Reproduce all of the following lines word for word, omitting the pictures from your answer.
>> START Data to process
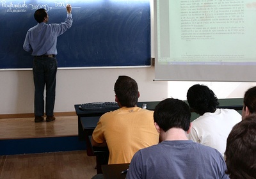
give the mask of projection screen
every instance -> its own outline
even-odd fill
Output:
[[[154,0],[155,81],[256,81],[256,3]]]

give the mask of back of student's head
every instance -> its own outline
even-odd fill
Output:
[[[256,178],[256,115],[248,116],[233,127],[225,155],[230,178]]]
[[[214,93],[208,86],[198,84],[188,90],[187,100],[189,107],[200,115],[214,113],[219,105]]]
[[[138,84],[133,79],[128,76],[119,76],[114,90],[122,106],[131,107],[137,104],[139,91]]]
[[[173,127],[188,131],[191,116],[188,105],[174,98],[166,98],[160,102],[154,112],[154,121],[165,132]]]
[[[44,18],[47,16],[47,13],[46,13],[45,10],[43,8],[38,9],[34,13],[35,19],[38,23],[43,22]]]
[[[250,113],[256,113],[256,86],[249,88],[245,92],[244,105],[248,107]]]

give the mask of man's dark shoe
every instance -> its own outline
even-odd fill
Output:
[[[55,117],[53,116],[47,116],[46,117],[46,121],[47,122],[51,122],[55,120]]]
[[[44,118],[42,116],[36,116],[35,118],[35,123],[40,123],[44,121]]]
>> END Data to process
- [Solution for this task]:
give the mask of projection screen
every instance -> its own outline
even-odd fill
Output:
[[[154,0],[155,81],[256,81],[256,3]]]

give the mask of back of student's head
every instance -> its own outline
even-odd fill
Output:
[[[256,178],[256,115],[248,116],[233,127],[225,155],[230,178]]]
[[[214,93],[208,86],[198,84],[188,90],[187,100],[189,107],[200,115],[214,113],[219,105]]]
[[[138,84],[133,79],[128,76],[119,76],[114,90],[122,106],[131,107],[137,104],[139,91]]]
[[[173,127],[188,131],[191,116],[188,105],[174,98],[166,98],[160,102],[154,112],[154,121],[165,132]]]
[[[44,18],[47,16],[47,13],[46,13],[45,10],[43,8],[38,9],[34,13],[35,19],[38,23],[43,22]]]
[[[250,113],[256,113],[256,86],[249,88],[245,92],[244,105],[248,107]]]

give the mask of man's dark shoe
every instance -> its own outline
even-odd fill
Output:
[[[55,117],[53,116],[47,116],[46,117],[46,121],[47,122],[51,122],[55,120]]]
[[[44,118],[42,116],[36,116],[35,118],[35,123],[40,123],[44,121]]]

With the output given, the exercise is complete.